■ **The task**: Could you set down exactly the lines that start at the one containing "Phrase: goggles" and end at the final line of the material below?

**** Data records

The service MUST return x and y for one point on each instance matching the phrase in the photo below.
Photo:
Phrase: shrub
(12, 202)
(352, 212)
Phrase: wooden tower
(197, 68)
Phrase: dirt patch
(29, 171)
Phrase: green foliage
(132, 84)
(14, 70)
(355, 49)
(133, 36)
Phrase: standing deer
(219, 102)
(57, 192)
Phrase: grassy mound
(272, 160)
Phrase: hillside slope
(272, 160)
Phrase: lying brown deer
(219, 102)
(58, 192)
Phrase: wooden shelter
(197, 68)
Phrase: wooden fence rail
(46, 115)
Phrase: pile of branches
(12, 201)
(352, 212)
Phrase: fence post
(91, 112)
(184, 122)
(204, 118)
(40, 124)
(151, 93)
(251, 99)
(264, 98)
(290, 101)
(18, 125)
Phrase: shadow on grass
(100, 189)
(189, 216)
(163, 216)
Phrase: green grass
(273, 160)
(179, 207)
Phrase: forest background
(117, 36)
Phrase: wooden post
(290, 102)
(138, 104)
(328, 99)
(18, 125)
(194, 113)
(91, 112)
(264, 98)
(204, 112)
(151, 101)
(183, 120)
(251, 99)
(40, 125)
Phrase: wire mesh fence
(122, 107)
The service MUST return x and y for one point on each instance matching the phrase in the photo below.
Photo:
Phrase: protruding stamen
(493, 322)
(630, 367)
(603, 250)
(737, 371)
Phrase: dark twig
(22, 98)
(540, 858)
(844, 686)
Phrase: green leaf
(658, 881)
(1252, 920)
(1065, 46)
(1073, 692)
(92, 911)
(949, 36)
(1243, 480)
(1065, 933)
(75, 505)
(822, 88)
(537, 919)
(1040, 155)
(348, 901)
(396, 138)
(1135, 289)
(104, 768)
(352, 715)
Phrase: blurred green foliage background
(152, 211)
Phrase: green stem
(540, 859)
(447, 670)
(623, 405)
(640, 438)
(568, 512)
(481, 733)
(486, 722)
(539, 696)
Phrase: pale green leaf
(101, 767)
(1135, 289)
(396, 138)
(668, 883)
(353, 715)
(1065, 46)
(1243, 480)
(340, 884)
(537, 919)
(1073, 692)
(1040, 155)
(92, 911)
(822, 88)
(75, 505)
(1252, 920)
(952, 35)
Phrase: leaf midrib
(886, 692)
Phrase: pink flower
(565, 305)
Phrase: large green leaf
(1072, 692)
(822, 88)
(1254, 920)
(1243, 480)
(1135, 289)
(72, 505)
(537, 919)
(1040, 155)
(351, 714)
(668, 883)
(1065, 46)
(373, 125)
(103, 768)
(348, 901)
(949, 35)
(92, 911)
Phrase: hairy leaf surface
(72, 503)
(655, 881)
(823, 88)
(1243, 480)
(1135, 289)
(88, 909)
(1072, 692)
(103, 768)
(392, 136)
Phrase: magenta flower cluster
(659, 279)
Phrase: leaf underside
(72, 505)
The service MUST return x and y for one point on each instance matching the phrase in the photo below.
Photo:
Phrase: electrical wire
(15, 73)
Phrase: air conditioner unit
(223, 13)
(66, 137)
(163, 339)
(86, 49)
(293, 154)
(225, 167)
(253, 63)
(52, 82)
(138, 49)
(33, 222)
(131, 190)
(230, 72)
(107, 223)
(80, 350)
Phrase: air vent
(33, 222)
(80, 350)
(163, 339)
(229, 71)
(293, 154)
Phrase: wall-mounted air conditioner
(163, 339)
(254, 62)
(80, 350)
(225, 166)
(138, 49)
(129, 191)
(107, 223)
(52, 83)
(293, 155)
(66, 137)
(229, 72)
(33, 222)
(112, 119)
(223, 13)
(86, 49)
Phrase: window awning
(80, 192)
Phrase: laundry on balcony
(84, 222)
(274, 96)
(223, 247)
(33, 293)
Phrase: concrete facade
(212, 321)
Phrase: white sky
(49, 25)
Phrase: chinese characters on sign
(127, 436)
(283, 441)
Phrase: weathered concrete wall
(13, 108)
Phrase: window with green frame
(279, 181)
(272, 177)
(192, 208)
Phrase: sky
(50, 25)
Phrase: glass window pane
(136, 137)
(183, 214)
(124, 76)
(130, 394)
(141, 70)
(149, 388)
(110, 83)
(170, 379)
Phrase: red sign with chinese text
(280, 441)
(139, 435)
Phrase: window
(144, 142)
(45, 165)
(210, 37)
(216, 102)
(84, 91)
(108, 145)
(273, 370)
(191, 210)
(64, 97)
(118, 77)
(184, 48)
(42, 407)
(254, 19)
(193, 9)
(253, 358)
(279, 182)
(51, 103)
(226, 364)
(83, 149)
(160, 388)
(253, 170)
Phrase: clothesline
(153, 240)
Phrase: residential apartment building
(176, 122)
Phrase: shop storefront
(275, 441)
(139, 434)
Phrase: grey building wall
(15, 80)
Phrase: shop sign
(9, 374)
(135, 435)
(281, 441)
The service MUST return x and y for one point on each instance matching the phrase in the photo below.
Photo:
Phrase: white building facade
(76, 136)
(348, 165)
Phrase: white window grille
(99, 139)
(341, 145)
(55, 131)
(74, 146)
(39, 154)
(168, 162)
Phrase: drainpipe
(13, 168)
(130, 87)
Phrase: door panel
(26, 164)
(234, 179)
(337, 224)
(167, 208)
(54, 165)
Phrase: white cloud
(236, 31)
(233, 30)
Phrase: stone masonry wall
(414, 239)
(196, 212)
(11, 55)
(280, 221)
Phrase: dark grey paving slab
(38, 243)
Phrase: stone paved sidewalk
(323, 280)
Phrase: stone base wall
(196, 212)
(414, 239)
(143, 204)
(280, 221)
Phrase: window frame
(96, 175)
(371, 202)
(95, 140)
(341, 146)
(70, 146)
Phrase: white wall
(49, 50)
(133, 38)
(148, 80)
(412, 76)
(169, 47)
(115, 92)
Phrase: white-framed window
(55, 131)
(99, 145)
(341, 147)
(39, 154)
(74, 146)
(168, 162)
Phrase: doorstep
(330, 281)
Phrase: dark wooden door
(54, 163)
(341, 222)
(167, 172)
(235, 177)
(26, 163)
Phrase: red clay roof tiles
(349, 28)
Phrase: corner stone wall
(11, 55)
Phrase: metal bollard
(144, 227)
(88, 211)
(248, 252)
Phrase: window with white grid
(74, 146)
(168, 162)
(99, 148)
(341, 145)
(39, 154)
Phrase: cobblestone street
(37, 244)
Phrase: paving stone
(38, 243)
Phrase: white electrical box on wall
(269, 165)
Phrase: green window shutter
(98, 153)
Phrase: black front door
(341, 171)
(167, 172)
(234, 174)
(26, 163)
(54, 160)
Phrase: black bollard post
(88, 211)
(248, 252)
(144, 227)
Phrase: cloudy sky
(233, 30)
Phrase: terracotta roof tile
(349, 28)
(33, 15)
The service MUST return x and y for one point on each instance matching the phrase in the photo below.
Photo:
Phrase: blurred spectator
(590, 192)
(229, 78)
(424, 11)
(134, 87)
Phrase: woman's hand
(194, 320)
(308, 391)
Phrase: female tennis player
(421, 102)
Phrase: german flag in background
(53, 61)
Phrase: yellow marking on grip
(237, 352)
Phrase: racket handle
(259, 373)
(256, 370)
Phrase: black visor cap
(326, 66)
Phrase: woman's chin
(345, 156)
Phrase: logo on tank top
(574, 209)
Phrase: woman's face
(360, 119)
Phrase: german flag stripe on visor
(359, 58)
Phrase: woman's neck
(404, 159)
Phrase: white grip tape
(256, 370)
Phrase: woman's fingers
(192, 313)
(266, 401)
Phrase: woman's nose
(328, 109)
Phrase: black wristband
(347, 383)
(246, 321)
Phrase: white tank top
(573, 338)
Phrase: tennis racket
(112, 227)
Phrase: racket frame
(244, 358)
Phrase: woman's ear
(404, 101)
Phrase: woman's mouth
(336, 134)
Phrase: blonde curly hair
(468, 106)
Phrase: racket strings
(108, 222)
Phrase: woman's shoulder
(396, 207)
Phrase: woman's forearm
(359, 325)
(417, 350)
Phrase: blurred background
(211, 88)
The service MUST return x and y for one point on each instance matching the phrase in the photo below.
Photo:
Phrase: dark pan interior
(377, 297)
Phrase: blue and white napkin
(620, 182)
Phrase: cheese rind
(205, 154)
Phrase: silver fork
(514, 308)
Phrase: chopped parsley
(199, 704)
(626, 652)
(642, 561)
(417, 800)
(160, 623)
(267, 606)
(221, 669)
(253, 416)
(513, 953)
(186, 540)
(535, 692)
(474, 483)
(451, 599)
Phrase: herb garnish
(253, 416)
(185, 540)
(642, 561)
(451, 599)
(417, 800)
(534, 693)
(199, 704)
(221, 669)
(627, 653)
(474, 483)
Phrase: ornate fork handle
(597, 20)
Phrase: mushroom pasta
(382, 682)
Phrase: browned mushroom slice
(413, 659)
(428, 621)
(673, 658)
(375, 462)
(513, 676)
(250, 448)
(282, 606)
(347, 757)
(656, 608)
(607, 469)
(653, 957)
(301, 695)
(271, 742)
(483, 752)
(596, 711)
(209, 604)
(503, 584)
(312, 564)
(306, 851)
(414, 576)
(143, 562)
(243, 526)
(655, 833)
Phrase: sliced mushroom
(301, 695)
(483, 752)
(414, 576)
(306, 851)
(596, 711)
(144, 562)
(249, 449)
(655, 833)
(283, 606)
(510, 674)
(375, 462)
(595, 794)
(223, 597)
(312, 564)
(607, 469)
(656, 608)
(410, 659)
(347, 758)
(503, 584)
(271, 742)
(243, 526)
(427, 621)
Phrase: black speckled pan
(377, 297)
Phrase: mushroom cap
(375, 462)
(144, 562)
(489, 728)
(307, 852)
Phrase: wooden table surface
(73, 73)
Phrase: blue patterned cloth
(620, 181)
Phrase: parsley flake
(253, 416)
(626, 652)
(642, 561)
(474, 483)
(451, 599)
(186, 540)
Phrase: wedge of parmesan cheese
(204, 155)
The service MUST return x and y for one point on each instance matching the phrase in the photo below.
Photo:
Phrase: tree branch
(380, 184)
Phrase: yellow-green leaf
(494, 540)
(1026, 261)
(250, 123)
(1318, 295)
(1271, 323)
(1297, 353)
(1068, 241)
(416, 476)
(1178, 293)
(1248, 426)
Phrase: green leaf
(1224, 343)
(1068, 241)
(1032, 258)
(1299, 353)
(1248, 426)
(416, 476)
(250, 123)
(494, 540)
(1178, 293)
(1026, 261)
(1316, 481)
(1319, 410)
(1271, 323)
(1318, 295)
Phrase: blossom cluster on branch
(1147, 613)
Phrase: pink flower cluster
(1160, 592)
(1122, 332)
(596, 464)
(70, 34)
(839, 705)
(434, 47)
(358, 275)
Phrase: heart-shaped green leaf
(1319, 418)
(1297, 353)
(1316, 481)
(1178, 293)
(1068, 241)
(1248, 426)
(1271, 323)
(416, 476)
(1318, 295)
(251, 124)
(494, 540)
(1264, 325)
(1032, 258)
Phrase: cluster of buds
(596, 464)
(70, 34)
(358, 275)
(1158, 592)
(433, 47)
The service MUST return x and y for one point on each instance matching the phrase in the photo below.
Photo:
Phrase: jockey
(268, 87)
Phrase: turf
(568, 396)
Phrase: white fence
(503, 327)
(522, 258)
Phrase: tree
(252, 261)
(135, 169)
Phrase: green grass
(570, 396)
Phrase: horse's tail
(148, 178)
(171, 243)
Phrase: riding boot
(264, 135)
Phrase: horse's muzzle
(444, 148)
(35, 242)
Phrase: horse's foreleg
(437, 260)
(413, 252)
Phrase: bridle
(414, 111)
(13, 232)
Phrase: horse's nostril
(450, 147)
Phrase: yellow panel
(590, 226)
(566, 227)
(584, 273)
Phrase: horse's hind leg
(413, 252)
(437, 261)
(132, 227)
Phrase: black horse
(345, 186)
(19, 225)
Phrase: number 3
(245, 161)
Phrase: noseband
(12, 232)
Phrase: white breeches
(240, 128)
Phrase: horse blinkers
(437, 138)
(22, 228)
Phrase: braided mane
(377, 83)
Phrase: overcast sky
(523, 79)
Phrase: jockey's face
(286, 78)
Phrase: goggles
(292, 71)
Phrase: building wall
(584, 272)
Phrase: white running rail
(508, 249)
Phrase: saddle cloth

********

■ **Result for this exercise**:
Phrase: goggles
(292, 71)
Phrase: building wall
(584, 272)
Phrase: white running rail
(508, 249)
Phrase: saddle cloth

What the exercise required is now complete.